▶ [EXERCISE PROMPT]
All of the entries must be duplicated exactly.

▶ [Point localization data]

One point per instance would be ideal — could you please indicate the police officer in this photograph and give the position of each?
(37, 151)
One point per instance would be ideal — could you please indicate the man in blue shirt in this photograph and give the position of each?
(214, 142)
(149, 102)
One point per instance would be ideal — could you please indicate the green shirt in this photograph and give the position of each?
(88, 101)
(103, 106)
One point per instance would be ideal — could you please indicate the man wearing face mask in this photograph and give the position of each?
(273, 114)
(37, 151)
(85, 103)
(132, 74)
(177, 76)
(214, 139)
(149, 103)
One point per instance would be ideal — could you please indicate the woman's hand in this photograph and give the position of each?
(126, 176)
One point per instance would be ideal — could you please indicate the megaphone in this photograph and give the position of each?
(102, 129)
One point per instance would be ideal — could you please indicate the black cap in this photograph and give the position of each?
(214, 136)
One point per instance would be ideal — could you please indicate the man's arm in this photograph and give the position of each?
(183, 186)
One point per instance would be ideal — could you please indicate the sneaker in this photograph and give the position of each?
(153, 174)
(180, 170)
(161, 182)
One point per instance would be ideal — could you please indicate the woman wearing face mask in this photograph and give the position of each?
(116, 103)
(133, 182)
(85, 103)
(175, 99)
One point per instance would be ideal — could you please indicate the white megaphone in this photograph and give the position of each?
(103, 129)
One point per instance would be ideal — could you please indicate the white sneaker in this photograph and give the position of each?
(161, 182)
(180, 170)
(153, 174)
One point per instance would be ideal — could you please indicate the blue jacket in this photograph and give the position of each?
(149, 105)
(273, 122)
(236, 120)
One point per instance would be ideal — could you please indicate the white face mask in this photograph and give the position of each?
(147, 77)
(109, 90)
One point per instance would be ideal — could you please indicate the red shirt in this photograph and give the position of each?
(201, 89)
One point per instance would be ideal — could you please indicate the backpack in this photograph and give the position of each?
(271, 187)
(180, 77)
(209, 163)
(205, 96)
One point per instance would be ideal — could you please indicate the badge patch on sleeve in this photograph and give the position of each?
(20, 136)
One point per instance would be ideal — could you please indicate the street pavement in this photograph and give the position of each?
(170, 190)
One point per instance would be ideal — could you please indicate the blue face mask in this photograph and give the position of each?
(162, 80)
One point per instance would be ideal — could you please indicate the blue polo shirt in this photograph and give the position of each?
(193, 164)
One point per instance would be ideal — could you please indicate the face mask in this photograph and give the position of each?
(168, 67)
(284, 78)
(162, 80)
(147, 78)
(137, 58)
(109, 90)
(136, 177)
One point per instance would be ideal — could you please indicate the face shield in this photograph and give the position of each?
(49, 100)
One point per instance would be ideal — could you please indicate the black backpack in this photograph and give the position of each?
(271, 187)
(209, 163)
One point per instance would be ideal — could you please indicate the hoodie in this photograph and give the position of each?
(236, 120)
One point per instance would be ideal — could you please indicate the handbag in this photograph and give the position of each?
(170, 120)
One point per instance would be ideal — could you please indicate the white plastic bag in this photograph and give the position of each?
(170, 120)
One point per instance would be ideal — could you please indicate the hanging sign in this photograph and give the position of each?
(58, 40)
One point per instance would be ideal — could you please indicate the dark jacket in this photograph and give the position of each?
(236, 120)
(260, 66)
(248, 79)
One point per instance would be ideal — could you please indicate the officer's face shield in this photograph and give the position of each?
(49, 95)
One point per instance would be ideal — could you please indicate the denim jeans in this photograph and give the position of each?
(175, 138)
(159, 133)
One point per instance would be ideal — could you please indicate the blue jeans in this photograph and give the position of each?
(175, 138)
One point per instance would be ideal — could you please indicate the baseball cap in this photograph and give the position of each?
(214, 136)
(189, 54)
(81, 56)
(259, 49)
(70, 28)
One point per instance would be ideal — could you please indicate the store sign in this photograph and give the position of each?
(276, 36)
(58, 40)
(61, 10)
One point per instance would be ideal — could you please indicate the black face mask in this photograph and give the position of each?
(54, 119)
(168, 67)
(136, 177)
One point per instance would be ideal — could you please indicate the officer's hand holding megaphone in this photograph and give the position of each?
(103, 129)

▶ [YOUR RESPONSE]
One point per instance would be ideal — could you please indicate the police officer in this photograph and give the position of each?
(37, 151)
One point per instance would be ideal — could you please indicate the man in blue shirt in this photograph and give the position of each?
(214, 142)
(149, 102)
One point per instance would be ideal — could you please indicate the green shirt in this photograph and give the position of each?
(88, 101)
(103, 106)
One point per instance would be ideal — could you please indicate the man wearing face mask in this photograph and give the position of each?
(273, 114)
(37, 151)
(85, 103)
(132, 74)
(177, 76)
(214, 139)
(149, 103)
One point per instance would be ideal — could you please indicate the woman's hand in this photograph and give the position of each?
(126, 176)
One point per instance would be ideal — could you please indicate the megaphone in this photograph and give the position of each?
(102, 129)
One point per instance would be ideal — could you please indicate the black cap in this photograph and give the position of each?
(214, 136)
One point per instance would be ideal — could you please indicate the man's arm in this photograph and give the position of each?
(183, 186)
One point per instance would be ideal — could you please indicate the sneaker in this photograph and give the position of each?
(153, 174)
(180, 170)
(161, 182)
One point per instance would be ideal — could you please indicate the woman wearing face mask in this photograph and give the position of each?
(116, 103)
(133, 182)
(85, 103)
(175, 99)
One point per instance would be ideal — could you please indicate the white megaphone in this photograph and give the position of each?
(103, 129)
One point per instance would be ideal — could you please indicate the white sneaker in this photograph and give the position of each?
(161, 182)
(180, 170)
(153, 174)
One point per instance would be ideal — could you please indicate the blue jacket in this photograph and give the position of each?
(149, 105)
(273, 122)
(236, 120)
One point per instance would be ideal — could you please indicate the white face mask in this photograph and give the position of each?
(147, 77)
(109, 90)
One point per instance would be ideal — could you please indicate the red shirt in this photograph and give the position of each?
(201, 89)
One point per instance would be ideal — could you please indicate the backpack in this photograph and give the position of each?
(271, 187)
(180, 77)
(209, 163)
(205, 96)
One point per instance would be ideal — could you please indicate the badge patch on sleeve in this photograph and give the position of each?
(20, 136)
One point per instance would be ideal — could you please indicate the street pavement in this photograph and give the position of each?
(170, 190)
One point per instance would be ideal — could you please indicate the blue face mask in this photograph and give the position of each?
(162, 80)
One point per instance would be ideal — could you please indicate the blue polo shirt in this photograph and give the position of each?
(193, 164)
One point per instance would be ideal — could you please indicate the face mask in this photograph and give the position of each?
(168, 67)
(284, 78)
(162, 80)
(147, 78)
(137, 58)
(109, 90)
(136, 177)
One point per instance would be ideal — could you please indicate the face shield in this photograph and give the position of each?
(49, 100)
One point per instance would be ideal — could you please indicate the black backpack in this photograph and give the position of each?
(271, 187)
(209, 163)
One point per instance would be ideal — could you please indicate the hoodie in this photograph and give the position of each?
(236, 120)
One point per instance would be ideal — could you please indicate the handbag in this photograph and give the position of each?
(170, 120)
One point per instance would be ideal — could you please indicate the white plastic bag in this photograph and give the position of each?
(170, 120)
One point per instance would be ideal — could you please indicate the hanging sign in this photograph and give the position of each?
(58, 40)
One point per instance would be ideal — could you please indicate the dark jacket in this photograph and give the position of each?
(236, 120)
(260, 66)
(248, 79)
One point per instance would be ideal — could you please indicate the officer's face shield in this photograph and give the position of each?
(49, 95)
One point per instance would be ideal — could you please indicate the denim jeans in this photograph and give the position of each?
(175, 138)
(159, 133)
One point per instance would be ideal — could you please indicate the blue jeans in this photograph and give the position of each?
(175, 138)
One point per instance would be ideal — could you please indicate the baseball cap in this photograph and give the position of each?
(214, 136)
(189, 54)
(81, 56)
(259, 49)
(70, 28)
One point per instance would be ideal — could you please indicate the store sign in this photograph and give the position of each?
(276, 36)
(58, 40)
(61, 10)
One point per instance would be ideal — could you please indicate the black face mask in this photograph and give the position of each?
(54, 119)
(168, 67)
(136, 177)
One point per instance would be ideal — could you please indicate the officer's hand holding megaphone in this photograph and give the position of each?
(103, 129)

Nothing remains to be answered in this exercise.